• _Your task_
Exclude pictures and give again exactly the lines of the listing, beginning with its first line and ending with the one that contains "compact form (785,229).".

======== Available data ========

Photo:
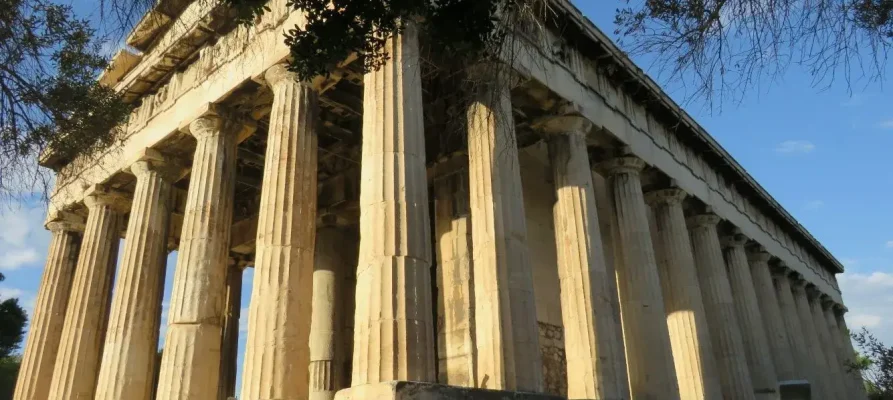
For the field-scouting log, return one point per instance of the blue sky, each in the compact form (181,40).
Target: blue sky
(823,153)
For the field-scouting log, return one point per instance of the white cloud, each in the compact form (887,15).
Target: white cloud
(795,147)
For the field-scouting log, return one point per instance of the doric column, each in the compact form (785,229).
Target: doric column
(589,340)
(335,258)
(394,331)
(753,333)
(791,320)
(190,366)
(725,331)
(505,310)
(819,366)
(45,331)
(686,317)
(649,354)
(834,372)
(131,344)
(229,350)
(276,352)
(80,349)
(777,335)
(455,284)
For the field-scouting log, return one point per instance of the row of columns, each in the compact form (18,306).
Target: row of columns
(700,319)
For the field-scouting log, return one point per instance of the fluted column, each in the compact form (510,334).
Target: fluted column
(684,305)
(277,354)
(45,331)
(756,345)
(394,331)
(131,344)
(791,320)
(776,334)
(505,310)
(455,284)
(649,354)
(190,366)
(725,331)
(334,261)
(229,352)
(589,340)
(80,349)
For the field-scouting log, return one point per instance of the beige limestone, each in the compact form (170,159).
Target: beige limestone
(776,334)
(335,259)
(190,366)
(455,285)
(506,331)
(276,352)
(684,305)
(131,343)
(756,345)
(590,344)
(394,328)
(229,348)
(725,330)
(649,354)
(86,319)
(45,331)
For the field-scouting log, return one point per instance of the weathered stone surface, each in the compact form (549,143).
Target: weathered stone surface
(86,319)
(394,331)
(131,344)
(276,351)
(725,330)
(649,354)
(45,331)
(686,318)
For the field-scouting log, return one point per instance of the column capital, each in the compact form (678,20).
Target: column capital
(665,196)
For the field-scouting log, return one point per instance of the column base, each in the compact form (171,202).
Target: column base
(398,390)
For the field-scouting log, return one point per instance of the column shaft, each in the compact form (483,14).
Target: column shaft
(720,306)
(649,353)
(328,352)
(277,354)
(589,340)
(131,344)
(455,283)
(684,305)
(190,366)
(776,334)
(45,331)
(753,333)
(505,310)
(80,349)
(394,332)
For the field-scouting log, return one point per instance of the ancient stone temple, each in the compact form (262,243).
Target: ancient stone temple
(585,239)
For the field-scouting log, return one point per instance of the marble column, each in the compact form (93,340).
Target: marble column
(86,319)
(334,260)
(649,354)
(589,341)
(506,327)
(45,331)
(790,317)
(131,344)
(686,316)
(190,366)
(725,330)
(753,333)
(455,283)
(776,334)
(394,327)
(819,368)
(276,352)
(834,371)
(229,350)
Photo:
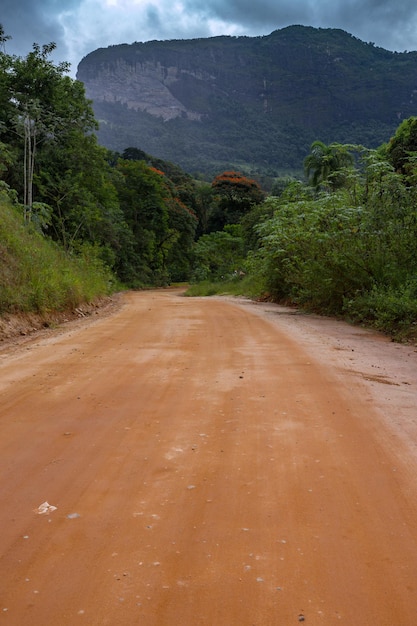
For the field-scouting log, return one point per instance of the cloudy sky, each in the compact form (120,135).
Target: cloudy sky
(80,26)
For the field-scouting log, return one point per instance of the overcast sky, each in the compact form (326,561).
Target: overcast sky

========

• _Task result_
Photo:
For the field-scouting log, return one point per instance of the blue sky, each in the compact form (181,40).
Target: blue sky
(823,153)
For the field-scouting log, return one point per instance of the white cloud, each in the compact form (887,15).
Target: white cloud
(795,147)
For the field-scouting log, return one point per instance of the doric column, each in the compact form (785,229).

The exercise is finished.